### 読解文
>>
肖像画。描き手とモデルは同じ場所に一緒にいて、時におしゃべりしながら描いてるはず。職業画家じゃなくて、友だちが描く場合もある。
技術的にはへたっぴでも、画家とモデルの関係性やそれぞれの人柄が感じられてとてもユニークだ。
そういう人間味あふれる肖像画に惹かれて、自分も描いてみたいと思った。彼らに関心を抱き、生涯を調べて、考え、共感し、記録する。
忘れ去られた人を思い出す。意味あることかもしれないね。
(2)ショパンの友だち ヤン・マトゥシンスキ
ヤン・マトゥシンスキは、ショパンのポーランド時代の親友のひとり。
※前回マンガでチラっと描いた病気のヤンは、ヤン・ビャウォブウォツキ(Jan Białobłocki)という人で、ショパン家(寄宿学校)の生徒。
<<
### 取り組む課題
1 – 肖像画をめぐる文章によると、ヤン・マトゥシンスキはショパンにとってどのような人物ですか。
2 – 肖像画をめぐる文章の続きを、同じ語り口で書きなさい。
後に続く資料は、ここでの作業には使いません。

### 提供資料
>>
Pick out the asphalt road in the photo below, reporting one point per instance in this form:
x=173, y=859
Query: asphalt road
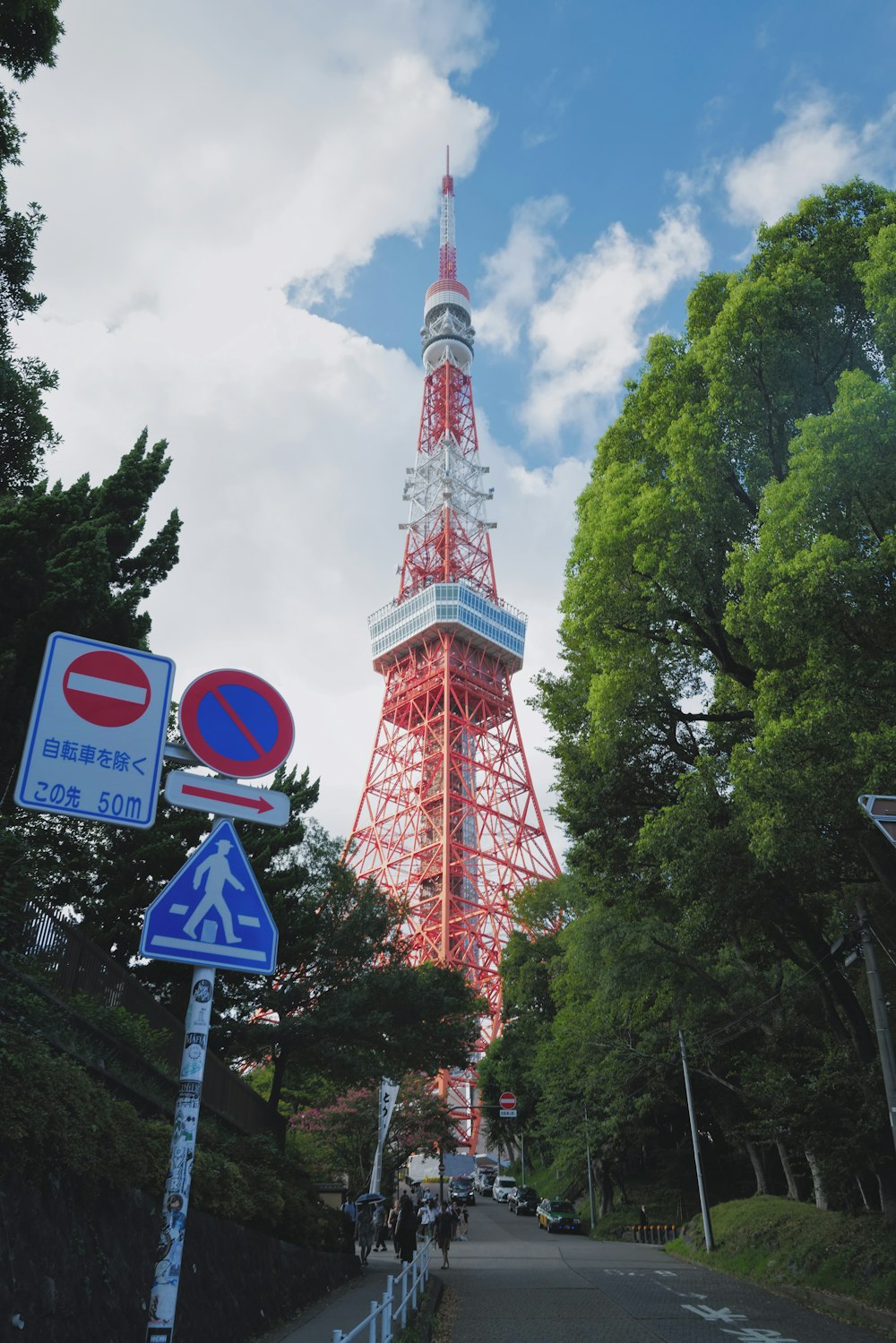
x=512, y=1283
<<
### 解答例
1 – ショパンのポーランド時代の親友のひとりです。

2 –
こっちのヤンは、ショパンよりちょっと年上で歌が上手。
ヤン・ビャウォブウォツキとショパンの関係を詳しく知りたい人は、
noteのユリアさまの記事がコンパクトにまとまってておススメ。
さて、今回肖像画を描こうと思ったヤン・マトゥシンスキ(Jan Matuszyński)は、ショパンの同級生だ。
フルートをふく。なかなかの腕前らしい。20歳ショパンが公開演奏会の前に、試演のため音楽関係者を数人呼んだときヤンも呼ばれた。(親友ティトゥスくんも呼びたかったようだが、彼は遠方だし仕事で来なかった)
ヤンのお父さんはお医者さん。彼もワルシャワ大学で医学部へ進む。
1830年ワルシャワ蜂起(ロシアからの独立)の時は軍医として参加。
このとき、ワルシャワ大学のOB・学生・教師はみんな参戦した。
で、負けた。それから弾圧。大学と音楽院は閉鎖。ポーランド受難の時代。
ヤンは亡命し、財産は没収。ドイツで医学を修めパリに移住した。
1834年から2年間、ショパンの同居人『ぼくの侍医』となる。
ショパン父は『ヤンがルームメイトなら安心』だと喜ぶ。
父いわく『彼は不屈の若者だ。わたしは彼が好きだ』。お人柄が偲ばれる。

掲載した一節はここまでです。